§ REQUIRED ACTION:
Begin at the line below that contains "Where can the electrical" and write out every line from there to the end of the entries, exactly.

§ DATASET EXCERPTS:

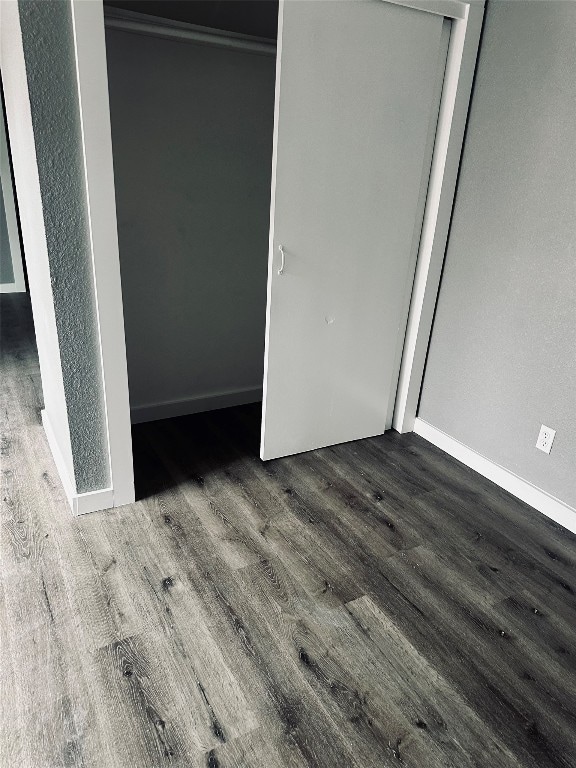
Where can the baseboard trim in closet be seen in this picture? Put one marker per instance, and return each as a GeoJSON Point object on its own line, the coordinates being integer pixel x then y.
{"type": "Point", "coordinates": [185, 406]}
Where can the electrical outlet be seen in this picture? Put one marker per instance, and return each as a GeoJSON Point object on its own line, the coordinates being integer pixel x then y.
{"type": "Point", "coordinates": [545, 438]}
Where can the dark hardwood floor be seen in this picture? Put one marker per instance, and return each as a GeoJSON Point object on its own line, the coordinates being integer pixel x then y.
{"type": "Point", "coordinates": [374, 604]}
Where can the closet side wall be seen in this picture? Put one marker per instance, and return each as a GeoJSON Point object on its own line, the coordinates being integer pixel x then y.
{"type": "Point", "coordinates": [192, 132]}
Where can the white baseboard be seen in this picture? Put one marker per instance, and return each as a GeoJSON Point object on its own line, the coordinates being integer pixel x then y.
{"type": "Point", "coordinates": [541, 500]}
{"type": "Point", "coordinates": [93, 501]}
{"type": "Point", "coordinates": [68, 483]}
{"type": "Point", "coordinates": [80, 503]}
{"type": "Point", "coordinates": [186, 406]}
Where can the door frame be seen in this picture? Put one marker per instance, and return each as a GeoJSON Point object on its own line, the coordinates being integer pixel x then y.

§ EXERCISE RESULT:
Where can the electrical outlet be seen in this picture? Put one marker per instance, and return each as a GeoJSON Point object on its own line, the coordinates being integer pixel x then y.
{"type": "Point", "coordinates": [545, 438]}
Where can the dark hardwood floor be seen in this picture? Put one marker per instance, and return each as a GeoJSON Point object on its own line, the coordinates being integer pixel x then y.
{"type": "Point", "coordinates": [374, 604]}
Where can the closet side wall be seen in this picture? Put one marker per instance, and return each as a GeoJSON Point object on its own line, the coordinates being integer pixel x then y.
{"type": "Point", "coordinates": [192, 132]}
Where can the white baseboard be seen in this picture? Put one marker per instance, and return each as a GeoJSON Point object on its own line, the coordinates being integer pixel x then y.
{"type": "Point", "coordinates": [541, 500]}
{"type": "Point", "coordinates": [93, 501]}
{"type": "Point", "coordinates": [68, 483]}
{"type": "Point", "coordinates": [80, 503]}
{"type": "Point", "coordinates": [186, 406]}
Where can the door frame be seen in this picture? Put one marker per instance, and return each as a GeoJSON Point object on its own line, the coordinates being integer pixel x then y.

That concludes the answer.